_Written task_. Output the lines of the material as a JSON list of strings, one string per line, starting at the line containing "of the windshield;" and ending at the line containing "of the sign", with both of those lines included and blank lines left out.

_Available data_.

========

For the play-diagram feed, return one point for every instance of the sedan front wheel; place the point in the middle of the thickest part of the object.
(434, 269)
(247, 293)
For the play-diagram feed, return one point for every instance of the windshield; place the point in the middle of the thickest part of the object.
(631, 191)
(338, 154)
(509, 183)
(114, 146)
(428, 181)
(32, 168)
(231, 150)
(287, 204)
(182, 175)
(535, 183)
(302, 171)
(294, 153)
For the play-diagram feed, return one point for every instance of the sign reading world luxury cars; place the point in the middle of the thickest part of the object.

========

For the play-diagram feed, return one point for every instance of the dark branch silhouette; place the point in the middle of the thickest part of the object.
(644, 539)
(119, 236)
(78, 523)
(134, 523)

========

_Problem solution_.
[
  "For the play-diagram feed, return one point for every instance of the windshield; place the point in the middle of the thickest part of the object.",
  "(631, 191)",
  "(338, 154)",
  "(509, 183)",
  "(114, 146)",
  "(428, 181)",
  "(32, 168)",
  "(231, 150)",
  "(287, 204)",
  "(182, 175)",
  "(535, 183)",
  "(302, 171)",
  "(294, 153)",
  "For the play-diagram feed, return one point for every instance of the sign reading world luxury cars; place the point in the middle of the thickest part of the object."
]